- Prompt
Please repeat each entry. Match every word exactly.

Start of Exercise data

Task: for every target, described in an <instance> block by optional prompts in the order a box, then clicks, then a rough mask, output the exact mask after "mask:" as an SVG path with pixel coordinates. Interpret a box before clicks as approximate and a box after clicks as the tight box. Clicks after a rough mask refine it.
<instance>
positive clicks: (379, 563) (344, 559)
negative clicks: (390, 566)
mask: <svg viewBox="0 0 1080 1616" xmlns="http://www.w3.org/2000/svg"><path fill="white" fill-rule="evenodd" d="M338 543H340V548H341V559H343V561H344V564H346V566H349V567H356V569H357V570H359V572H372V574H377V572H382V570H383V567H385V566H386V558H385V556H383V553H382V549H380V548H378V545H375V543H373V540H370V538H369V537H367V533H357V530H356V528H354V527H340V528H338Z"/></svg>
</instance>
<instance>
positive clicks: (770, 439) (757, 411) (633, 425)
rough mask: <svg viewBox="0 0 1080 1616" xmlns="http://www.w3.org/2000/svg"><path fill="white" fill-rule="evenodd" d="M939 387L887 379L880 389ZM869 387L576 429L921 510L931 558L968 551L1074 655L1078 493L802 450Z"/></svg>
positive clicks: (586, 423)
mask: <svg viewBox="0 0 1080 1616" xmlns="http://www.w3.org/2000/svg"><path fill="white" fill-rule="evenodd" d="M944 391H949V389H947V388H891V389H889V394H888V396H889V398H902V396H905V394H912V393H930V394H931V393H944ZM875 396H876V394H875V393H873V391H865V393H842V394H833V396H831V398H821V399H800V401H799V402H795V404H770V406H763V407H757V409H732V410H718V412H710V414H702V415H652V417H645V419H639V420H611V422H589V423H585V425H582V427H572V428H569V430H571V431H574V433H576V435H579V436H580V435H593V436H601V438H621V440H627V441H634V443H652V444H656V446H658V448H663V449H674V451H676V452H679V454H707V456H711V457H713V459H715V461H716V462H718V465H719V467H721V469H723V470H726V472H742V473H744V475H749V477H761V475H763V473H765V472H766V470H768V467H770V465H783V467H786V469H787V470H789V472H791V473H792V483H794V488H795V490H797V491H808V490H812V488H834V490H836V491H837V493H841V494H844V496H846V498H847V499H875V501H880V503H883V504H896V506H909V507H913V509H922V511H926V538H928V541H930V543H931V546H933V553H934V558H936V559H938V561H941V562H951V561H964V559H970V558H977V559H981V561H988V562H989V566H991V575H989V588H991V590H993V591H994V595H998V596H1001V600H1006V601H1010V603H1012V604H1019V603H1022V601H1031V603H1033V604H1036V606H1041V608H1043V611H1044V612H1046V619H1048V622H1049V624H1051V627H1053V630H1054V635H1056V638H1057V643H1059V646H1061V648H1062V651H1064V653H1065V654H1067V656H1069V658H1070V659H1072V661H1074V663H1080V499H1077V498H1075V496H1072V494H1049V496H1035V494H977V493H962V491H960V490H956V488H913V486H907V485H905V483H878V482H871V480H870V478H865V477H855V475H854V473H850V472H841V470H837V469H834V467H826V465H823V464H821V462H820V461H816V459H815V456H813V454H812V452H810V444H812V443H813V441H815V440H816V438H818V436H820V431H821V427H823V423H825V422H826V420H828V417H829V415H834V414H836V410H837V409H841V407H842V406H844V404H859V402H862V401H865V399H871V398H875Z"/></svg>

End of Exercise data

- Answer to this task
Task: for every target, described in an <instance> block by optional prompts in the order a box, then clicks, then a rough mask, output the exact mask after "mask:" as an SVG path with pixel coordinates. Interpret a box before clicks as approximate and a box after clicks as the tight box. Clicks after a rough mask refine it.
<instance>
positive clicks: (379, 563) (344, 559)
negative clicks: (390, 566)
mask: <svg viewBox="0 0 1080 1616" xmlns="http://www.w3.org/2000/svg"><path fill="white" fill-rule="evenodd" d="M338 543H340V548H341V559H343V561H344V564H346V566H349V567H356V569H357V570H359V572H372V574H377V572H382V570H383V567H385V566H386V558H385V556H383V553H382V549H380V548H378V545H375V543H373V540H370V538H369V537H367V533H357V530H356V528H354V527H340V528H338Z"/></svg>
</instance>
<instance>
positive clicks: (770, 439) (757, 411) (633, 425)
rough mask: <svg viewBox="0 0 1080 1616" xmlns="http://www.w3.org/2000/svg"><path fill="white" fill-rule="evenodd" d="M939 387L887 379L880 389ZM869 387L576 429L921 510L931 558L968 551L1074 655L1078 493L802 450Z"/></svg>
positive clicks: (586, 423)
mask: <svg viewBox="0 0 1080 1616" xmlns="http://www.w3.org/2000/svg"><path fill="white" fill-rule="evenodd" d="M944 391H949V389H947V388H891V389H889V394H888V396H889V398H902V396H905V394H912V393H930V394H931V393H944ZM875 396H876V394H875V393H873V391H865V393H842V394H833V396H831V398H821V399H800V401H799V402H795V404H770V406H763V407H757V409H732V410H718V412H710V414H702V415H652V417H645V419H639V420H611V422H589V423H585V425H582V427H572V428H569V430H571V431H574V433H576V435H579V436H580V435H593V436H601V438H621V440H627V441H634V443H652V444H656V446H658V448H663V449H674V451H676V452H679V454H707V456H711V457H713V459H715V461H716V462H718V465H719V467H721V469H723V470H726V472H742V473H744V475H749V477H761V475H763V473H765V472H766V470H768V467H770V465H783V467H786V469H787V470H789V472H791V473H792V483H794V488H795V490H797V491H808V490H812V488H834V490H836V491H837V493H841V494H844V496H846V498H847V499H875V501H880V503H883V504H896V506H909V507H913V509H922V511H926V538H928V541H930V543H931V546H933V553H934V558H936V559H938V561H941V562H951V561H964V559H970V558H977V559H981V561H988V562H989V566H991V575H989V588H991V590H993V591H994V595H998V596H1001V600H1006V601H1010V603H1012V604H1019V603H1022V601H1031V603H1033V604H1036V606H1041V608H1043V611H1044V612H1046V619H1048V622H1049V624H1051V627H1053V630H1054V635H1056V638H1057V643H1059V646H1061V648H1062V651H1064V653H1065V654H1067V656H1069V658H1070V659H1072V661H1074V663H1080V499H1077V498H1075V496H1072V494H1049V496H1035V494H977V493H962V491H960V490H956V488H913V486H907V485H905V483H878V482H871V480H870V478H865V477H855V475H854V473H850V472H841V470H837V469H834V467H826V465H823V464H821V462H820V461H816V459H815V456H813V454H812V452H810V444H812V443H813V441H815V440H816V438H818V436H820V431H821V427H823V423H825V422H826V420H828V417H829V415H834V414H836V410H837V409H841V407H842V406H844V404H859V402H862V401H865V399H871V398H875Z"/></svg>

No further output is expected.